**Pasaje proporcionado:**

La extraña película se pasaba en tres sesiones diarias ante máximo de 30 personas. Digamos que a Godard le estaba permitido todo y sepamos además que nunca defraudó. Es así como el director ha llegado a nonagenario; se salió mil veces de su zona de confort para revivir y realimentar su obra desde fuera. Así lo vivió en los años gloriosos de la Nouvelle y lo mantuvo intacto en la sombra casi marginal de sus últimos años. Se sintió siempre ajeno, un extraño entre los suyos. Godard cierra una época, se dice hoy en París. Al autor de películas recordadas como Alphaville, La Chinoise, Yo te saludo o María nunca le dolieron prendas; su trabajo constituye una herencia cultural que supera los cien rodajes.
Atravesó el cine, lo glorificó y lo destrozó, siempre con prisas para poner en marcha el siguiente capítulo de su filmografía. Hijo de una familia de banqueros, pasó la Segunda Guerra Mundial en Suiza, país en el que vivió parte de su juventud y adquirió la doble nacionalidad. A finales de los años 40 volvió a Francia, fracasó como estudiante de antropología en la Sorbona y se volcó en el cine. Compartió con los mejores camaradas de generación el oficio de redactor en publicaciones como Gazette Du Cinéma, Arts, y la influyente Cahiers Du Cinéma, creada por André Bazin.
Fue estetizante y denunciador; emprendió varios caminos vitales y sentimentales al mismo tiempo. Nunca se conformó, siempre dijo no con una pesadez casi insoportable. Supo desde el comienzo que la magnitud tangible y la visible de las cosas son diferentes y trasladó esa diferencia a la cámara. Confesó en alguna ocasión que le sirvió de gran ayuda el idealismo filosófico que contempla el mundo externo con sagacidad. Se concentró especialmente en los objetos secundarios de un plano escénico que la vista solo sugieren, pero que nos afectan más intensamente y son más tenidos en cuenta que los objetos inmediatos. Y en momentos de rictus salvaje, censuró la falta de atención del público, que no acababa de entrar en la revolución de los detalles. Pensó siempre que el cine no existe como tal; “solo es un movimiento”. Encontró a Orson Wells en su camino de perfección y exploró a Hitchcock, como un monstruo deificado.

**Objetivo de la tarea:**
Escribe la continuación del texto sobre Godard a partir de su última oración.

**Registros tomados de un conjunto de datos:**

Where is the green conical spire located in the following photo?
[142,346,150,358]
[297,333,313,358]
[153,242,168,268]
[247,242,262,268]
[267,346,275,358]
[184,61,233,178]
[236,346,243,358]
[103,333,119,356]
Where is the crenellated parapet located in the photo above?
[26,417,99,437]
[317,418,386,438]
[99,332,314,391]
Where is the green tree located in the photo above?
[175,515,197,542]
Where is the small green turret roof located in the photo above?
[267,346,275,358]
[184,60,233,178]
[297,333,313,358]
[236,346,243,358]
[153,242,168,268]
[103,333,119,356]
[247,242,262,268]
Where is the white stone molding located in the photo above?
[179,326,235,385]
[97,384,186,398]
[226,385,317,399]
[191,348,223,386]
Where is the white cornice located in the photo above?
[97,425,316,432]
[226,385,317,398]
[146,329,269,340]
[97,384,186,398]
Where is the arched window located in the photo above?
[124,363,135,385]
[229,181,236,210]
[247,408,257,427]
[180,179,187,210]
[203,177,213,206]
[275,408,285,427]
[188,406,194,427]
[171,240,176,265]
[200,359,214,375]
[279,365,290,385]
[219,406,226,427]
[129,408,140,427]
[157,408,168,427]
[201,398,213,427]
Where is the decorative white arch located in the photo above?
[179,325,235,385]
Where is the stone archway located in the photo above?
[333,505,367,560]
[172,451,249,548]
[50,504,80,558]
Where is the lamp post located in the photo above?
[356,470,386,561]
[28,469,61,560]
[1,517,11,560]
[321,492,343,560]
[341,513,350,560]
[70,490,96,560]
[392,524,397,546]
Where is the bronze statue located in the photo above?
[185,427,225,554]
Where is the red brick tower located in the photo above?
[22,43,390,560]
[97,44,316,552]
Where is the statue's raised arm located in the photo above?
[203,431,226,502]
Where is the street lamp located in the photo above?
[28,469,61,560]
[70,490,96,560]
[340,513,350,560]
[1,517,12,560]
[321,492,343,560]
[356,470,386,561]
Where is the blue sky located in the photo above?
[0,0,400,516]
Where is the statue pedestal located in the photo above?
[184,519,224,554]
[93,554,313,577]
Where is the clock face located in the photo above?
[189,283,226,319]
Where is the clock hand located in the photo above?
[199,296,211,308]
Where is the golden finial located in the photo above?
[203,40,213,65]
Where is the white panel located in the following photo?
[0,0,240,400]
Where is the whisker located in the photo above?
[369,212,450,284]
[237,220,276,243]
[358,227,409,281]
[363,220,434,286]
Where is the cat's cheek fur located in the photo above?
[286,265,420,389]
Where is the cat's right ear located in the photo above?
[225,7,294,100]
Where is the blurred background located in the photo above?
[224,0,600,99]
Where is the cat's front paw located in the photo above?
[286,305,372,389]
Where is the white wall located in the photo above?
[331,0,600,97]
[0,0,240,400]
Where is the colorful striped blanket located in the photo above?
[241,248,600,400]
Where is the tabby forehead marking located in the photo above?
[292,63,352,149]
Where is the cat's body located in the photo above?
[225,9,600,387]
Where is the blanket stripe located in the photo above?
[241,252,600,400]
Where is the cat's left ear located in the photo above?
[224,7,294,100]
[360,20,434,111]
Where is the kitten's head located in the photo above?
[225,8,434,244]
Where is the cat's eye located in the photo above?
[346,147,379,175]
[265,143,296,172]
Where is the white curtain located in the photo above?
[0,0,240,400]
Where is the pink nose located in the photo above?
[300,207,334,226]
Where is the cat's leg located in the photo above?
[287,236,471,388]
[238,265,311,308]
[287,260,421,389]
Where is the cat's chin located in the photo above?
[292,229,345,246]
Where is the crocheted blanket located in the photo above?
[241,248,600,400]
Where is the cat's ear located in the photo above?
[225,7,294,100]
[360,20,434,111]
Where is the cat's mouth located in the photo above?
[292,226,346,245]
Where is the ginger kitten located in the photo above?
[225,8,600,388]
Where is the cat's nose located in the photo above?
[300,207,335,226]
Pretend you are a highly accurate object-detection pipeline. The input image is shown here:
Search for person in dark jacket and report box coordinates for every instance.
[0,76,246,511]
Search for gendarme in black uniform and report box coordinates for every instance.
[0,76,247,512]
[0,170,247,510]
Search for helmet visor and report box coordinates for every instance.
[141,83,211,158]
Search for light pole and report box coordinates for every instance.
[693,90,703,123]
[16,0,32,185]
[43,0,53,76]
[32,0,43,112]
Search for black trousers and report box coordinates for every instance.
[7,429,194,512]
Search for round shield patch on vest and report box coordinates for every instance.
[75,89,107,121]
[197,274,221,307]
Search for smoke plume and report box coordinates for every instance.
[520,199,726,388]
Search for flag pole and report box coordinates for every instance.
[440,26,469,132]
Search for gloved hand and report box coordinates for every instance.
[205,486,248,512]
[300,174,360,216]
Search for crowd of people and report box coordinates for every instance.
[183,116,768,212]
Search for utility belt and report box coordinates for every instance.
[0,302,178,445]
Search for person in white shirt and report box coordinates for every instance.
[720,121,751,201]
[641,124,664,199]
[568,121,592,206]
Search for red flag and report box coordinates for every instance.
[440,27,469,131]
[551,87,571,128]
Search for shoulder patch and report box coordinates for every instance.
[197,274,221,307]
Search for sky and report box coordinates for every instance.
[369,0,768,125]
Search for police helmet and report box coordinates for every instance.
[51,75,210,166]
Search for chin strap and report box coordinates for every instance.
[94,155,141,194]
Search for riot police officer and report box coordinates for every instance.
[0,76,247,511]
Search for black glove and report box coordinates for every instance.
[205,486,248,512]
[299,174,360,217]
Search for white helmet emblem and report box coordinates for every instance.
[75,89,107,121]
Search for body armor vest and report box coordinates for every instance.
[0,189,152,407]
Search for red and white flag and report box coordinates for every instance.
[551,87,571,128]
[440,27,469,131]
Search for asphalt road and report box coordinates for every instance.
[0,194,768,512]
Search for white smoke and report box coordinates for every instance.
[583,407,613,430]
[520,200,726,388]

**Resultado del ejercicio:**
Quiso ser un Goethe en el despliegue de Fausto; alunizó mil noches en caminos recorridos en exceso por la Francia de Víctor Hugo y Balzac. Acogió su ascenso al cielo de las vanguardias con la insolencia de Picasso de quien repetía “pintaré hasta que la pintura me rechace”. Desafió a la tecnología digital que convierte en narrador de imágenes a un transeúnte despistado, porque “el gran cine es el que no se ve”. Era ambicioso. Habló de que el cine puede alcanzar narrativamente a Dante, aquel poeta inimitable que jugaba con la ventaja de conocer a Dios; frecuentó la valentía de Lucrecio, pensó incluso en alcanzarlo, pero descubrió que iba cojo en topografía divina. No poseía la fortaleza teológica de los grandes toscanos, a pesar de que, en los últimos años, iba casi como paria descalzo; había dejado de tener para limitarse a ser.